> **WHAT THE TASK REQUIRES**
Please return every line of the records below that contains the word "reflection", matching case exactly.

#####

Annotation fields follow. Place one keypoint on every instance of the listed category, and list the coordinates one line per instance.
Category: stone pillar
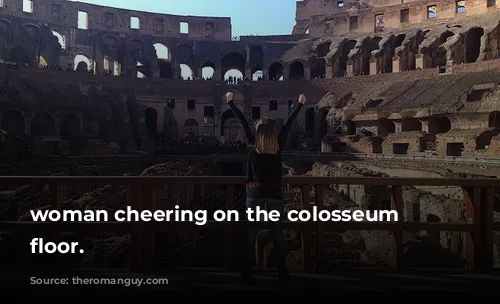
(350, 68)
(396, 64)
(329, 70)
(374, 66)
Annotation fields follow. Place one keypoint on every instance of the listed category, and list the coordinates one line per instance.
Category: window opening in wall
(184, 27)
(208, 111)
(83, 21)
(255, 112)
(460, 6)
(405, 16)
(432, 12)
(27, 6)
(273, 105)
(135, 23)
(353, 22)
(171, 103)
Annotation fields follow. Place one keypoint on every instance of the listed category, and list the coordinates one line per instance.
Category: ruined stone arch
(256, 55)
(343, 57)
(164, 60)
(257, 73)
(208, 70)
(385, 127)
(151, 122)
(323, 49)
(410, 124)
(82, 63)
(494, 120)
(473, 44)
(69, 126)
(43, 124)
(233, 65)
(60, 38)
(439, 124)
(12, 122)
(191, 127)
(275, 71)
(297, 70)
(318, 68)
(230, 125)
(208, 126)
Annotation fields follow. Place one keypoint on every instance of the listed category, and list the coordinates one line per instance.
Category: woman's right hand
(302, 98)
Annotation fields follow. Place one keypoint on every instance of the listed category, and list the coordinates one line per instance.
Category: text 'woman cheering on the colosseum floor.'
(264, 175)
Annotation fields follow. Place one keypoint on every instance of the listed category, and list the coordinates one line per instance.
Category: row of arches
(13, 122)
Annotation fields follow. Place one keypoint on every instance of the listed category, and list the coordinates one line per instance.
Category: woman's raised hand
(302, 98)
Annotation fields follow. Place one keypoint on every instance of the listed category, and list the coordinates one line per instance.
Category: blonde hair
(266, 140)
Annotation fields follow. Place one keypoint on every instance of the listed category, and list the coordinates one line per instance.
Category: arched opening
(231, 63)
(208, 126)
(13, 122)
(318, 69)
(323, 49)
(494, 120)
(191, 127)
(230, 126)
(276, 71)
(82, 63)
(208, 70)
(111, 67)
(344, 57)
(186, 72)
(439, 125)
(483, 140)
(320, 125)
(256, 55)
(386, 127)
(257, 73)
(70, 126)
(473, 44)
(43, 125)
(151, 121)
(61, 39)
(42, 63)
(233, 76)
(297, 71)
(409, 124)
(309, 122)
(164, 60)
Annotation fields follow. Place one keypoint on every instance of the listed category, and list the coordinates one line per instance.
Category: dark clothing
(253, 229)
(264, 171)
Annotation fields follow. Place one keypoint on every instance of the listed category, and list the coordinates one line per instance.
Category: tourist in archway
(264, 175)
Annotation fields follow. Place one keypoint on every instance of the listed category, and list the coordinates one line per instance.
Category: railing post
(230, 247)
(306, 229)
(136, 235)
(398, 245)
(319, 201)
(148, 231)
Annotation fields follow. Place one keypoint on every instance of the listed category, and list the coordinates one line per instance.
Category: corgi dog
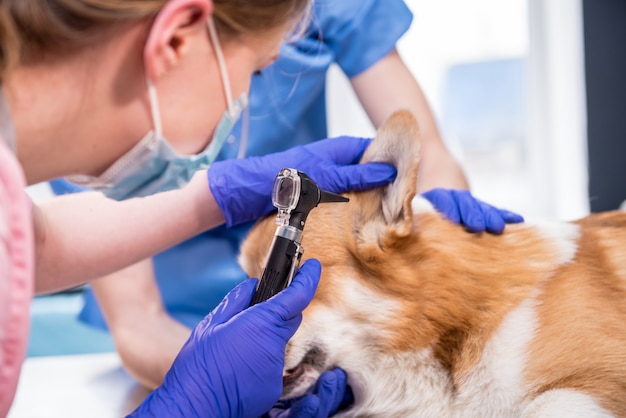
(429, 320)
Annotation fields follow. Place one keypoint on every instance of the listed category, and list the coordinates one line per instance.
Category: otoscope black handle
(282, 264)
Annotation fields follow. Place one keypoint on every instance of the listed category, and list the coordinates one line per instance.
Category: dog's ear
(387, 211)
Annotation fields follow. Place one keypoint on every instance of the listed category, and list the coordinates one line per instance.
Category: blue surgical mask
(152, 166)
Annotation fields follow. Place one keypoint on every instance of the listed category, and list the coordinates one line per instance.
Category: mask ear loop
(154, 108)
(245, 125)
(222, 64)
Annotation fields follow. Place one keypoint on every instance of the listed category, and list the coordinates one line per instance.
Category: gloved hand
(243, 188)
(462, 208)
(232, 364)
(328, 395)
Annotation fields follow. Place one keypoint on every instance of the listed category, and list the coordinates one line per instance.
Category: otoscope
(294, 194)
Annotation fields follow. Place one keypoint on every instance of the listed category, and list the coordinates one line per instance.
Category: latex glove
(232, 364)
(243, 188)
(462, 208)
(329, 394)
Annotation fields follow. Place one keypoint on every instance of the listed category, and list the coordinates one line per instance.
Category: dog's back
(429, 320)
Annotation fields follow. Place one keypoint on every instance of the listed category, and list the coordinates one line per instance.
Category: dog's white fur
(431, 321)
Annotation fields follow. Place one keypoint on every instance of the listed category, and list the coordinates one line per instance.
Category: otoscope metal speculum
(294, 194)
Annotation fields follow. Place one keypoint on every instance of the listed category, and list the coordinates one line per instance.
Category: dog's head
(364, 247)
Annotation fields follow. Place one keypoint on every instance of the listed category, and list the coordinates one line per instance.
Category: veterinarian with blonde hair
(287, 108)
(92, 89)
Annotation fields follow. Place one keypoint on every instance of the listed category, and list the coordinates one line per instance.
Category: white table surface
(87, 385)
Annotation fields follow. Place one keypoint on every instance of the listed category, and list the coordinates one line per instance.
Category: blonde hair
(32, 29)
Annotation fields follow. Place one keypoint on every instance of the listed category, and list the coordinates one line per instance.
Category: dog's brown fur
(452, 289)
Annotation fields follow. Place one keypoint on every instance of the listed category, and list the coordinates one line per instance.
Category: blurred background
(529, 96)
(506, 82)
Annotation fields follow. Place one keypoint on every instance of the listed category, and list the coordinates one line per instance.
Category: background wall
(506, 83)
(605, 66)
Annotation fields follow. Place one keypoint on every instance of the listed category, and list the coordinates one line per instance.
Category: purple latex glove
(232, 364)
(243, 188)
(462, 208)
(329, 394)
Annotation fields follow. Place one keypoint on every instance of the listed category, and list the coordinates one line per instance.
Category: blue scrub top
(287, 108)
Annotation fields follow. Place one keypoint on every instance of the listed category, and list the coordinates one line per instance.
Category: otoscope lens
(286, 189)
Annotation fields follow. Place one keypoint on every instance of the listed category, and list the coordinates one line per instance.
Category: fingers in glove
(444, 202)
(470, 210)
(290, 302)
(494, 222)
(331, 391)
(361, 177)
(234, 302)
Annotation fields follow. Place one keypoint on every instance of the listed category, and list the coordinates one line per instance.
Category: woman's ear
(169, 33)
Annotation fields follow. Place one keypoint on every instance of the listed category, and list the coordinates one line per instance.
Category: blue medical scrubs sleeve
(360, 36)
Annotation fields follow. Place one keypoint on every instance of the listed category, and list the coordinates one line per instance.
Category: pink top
(16, 273)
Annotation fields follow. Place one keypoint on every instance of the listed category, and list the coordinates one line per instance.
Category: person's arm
(84, 236)
(146, 337)
(388, 86)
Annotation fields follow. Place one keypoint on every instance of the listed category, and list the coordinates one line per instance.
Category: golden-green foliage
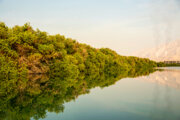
(34, 51)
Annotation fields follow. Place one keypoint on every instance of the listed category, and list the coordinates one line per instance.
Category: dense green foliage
(25, 50)
(39, 72)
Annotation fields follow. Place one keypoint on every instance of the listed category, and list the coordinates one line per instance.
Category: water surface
(152, 97)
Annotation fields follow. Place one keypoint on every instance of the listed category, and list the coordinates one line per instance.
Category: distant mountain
(166, 52)
(167, 77)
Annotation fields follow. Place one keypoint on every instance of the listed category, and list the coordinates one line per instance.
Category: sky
(126, 26)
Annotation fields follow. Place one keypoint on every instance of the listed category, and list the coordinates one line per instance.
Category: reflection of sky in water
(144, 98)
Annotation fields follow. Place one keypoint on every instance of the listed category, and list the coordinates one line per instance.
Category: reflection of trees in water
(169, 79)
(23, 98)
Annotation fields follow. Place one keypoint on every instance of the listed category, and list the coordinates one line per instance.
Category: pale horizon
(125, 26)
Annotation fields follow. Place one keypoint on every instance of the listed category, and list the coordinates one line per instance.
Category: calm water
(152, 97)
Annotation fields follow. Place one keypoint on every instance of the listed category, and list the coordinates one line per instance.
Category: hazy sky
(125, 26)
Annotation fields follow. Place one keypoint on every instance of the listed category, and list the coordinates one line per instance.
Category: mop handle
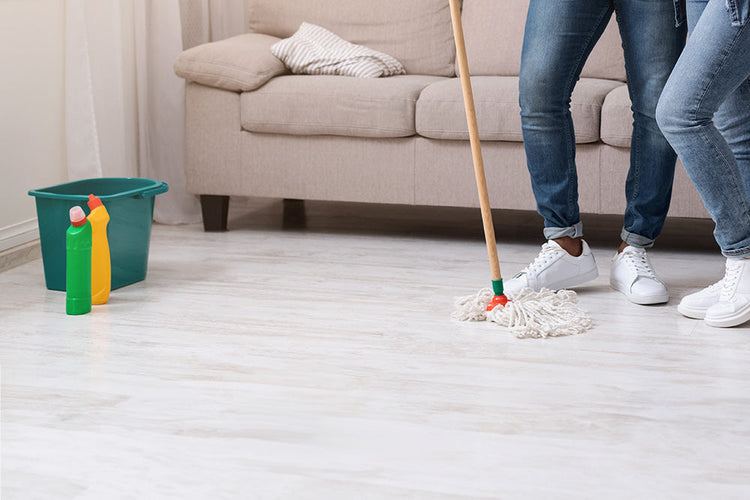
(476, 150)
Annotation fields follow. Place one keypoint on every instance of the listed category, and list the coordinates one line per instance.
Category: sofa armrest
(240, 63)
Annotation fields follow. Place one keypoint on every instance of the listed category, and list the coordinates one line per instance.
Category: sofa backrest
(416, 32)
(494, 36)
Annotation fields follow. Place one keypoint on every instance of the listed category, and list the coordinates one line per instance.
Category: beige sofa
(255, 130)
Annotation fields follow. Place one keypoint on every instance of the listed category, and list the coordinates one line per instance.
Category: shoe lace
(546, 255)
(639, 263)
(731, 278)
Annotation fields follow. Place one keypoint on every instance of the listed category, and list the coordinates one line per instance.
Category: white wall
(32, 128)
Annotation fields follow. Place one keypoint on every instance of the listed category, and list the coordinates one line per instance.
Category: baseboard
(19, 244)
(20, 255)
(18, 234)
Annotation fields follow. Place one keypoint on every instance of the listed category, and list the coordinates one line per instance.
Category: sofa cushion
(441, 115)
(240, 63)
(416, 32)
(335, 105)
(617, 118)
(494, 47)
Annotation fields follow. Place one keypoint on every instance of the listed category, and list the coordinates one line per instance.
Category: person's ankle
(574, 246)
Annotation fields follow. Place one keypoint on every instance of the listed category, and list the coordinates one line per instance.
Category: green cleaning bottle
(78, 263)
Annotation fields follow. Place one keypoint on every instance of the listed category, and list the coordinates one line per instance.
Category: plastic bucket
(130, 204)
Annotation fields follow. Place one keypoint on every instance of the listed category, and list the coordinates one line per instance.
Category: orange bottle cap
(94, 202)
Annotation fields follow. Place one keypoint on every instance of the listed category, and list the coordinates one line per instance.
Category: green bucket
(130, 204)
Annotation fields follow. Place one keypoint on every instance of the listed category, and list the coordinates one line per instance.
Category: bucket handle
(160, 188)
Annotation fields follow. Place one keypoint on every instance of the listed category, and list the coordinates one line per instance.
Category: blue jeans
(705, 114)
(559, 37)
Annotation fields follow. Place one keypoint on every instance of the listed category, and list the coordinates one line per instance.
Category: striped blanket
(314, 50)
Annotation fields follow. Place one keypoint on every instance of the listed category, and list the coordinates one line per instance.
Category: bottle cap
(77, 217)
(94, 202)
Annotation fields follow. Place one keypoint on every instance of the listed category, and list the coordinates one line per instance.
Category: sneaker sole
(692, 312)
(646, 300)
(735, 319)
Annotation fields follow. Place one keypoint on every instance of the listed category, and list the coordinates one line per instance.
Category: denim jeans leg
(733, 116)
(713, 66)
(558, 38)
(652, 44)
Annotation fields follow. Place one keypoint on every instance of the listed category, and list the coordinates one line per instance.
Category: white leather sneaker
(555, 269)
(632, 274)
(696, 304)
(733, 307)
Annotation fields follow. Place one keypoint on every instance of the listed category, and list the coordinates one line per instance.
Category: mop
(528, 314)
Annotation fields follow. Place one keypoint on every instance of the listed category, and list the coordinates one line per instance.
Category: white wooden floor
(321, 362)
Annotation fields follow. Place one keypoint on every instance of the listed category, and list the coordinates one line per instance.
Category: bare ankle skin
(574, 246)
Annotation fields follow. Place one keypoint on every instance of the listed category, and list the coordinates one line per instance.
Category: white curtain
(124, 106)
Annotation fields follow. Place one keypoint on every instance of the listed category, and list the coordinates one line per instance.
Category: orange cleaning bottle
(101, 266)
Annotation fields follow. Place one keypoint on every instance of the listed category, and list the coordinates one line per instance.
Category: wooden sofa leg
(215, 210)
(294, 214)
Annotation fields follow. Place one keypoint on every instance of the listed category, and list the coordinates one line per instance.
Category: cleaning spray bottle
(78, 263)
(101, 267)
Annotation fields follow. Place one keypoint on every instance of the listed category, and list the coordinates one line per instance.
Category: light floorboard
(320, 361)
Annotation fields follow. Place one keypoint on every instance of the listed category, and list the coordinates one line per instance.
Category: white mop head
(529, 314)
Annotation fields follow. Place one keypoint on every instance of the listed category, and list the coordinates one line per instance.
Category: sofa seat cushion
(335, 105)
(441, 115)
(617, 118)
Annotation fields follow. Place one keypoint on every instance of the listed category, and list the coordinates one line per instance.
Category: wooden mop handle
(476, 149)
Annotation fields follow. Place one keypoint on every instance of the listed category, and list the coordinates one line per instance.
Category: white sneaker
(733, 307)
(696, 304)
(631, 273)
(555, 269)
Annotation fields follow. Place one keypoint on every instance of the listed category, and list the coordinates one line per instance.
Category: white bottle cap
(77, 217)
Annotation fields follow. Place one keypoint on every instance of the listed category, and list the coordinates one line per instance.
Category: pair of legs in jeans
(704, 112)
(559, 37)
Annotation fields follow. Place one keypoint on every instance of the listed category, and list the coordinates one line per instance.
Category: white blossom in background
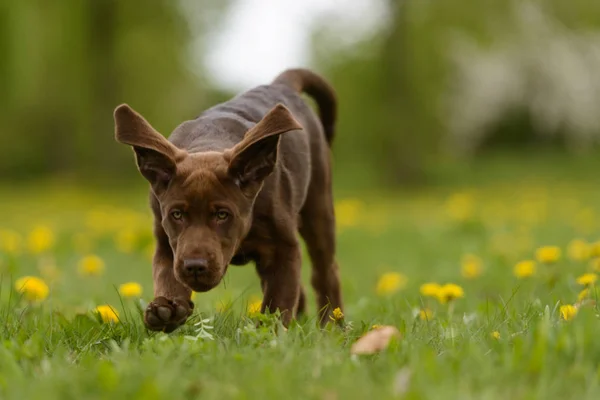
(537, 65)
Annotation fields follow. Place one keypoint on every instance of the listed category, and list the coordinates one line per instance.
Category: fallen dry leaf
(375, 340)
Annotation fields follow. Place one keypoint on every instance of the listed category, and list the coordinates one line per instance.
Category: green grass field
(505, 338)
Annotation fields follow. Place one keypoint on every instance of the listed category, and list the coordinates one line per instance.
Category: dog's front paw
(167, 315)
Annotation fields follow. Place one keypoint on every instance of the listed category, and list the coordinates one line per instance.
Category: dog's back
(301, 156)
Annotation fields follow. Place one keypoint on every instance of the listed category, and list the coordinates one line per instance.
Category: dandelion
(40, 239)
(471, 266)
(548, 254)
(254, 307)
(10, 242)
(525, 269)
(595, 249)
(587, 279)
(595, 264)
(430, 289)
(578, 250)
(568, 312)
(337, 315)
(91, 265)
(130, 290)
(107, 313)
(33, 288)
(584, 294)
(347, 212)
(450, 292)
(425, 314)
(390, 283)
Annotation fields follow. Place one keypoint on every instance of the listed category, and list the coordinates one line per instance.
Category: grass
(60, 349)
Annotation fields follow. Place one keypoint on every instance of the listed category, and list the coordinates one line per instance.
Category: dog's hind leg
(318, 231)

#####

> **THE OUTPUT**
Category: reflection of sky in water
Category: reflection of trees in water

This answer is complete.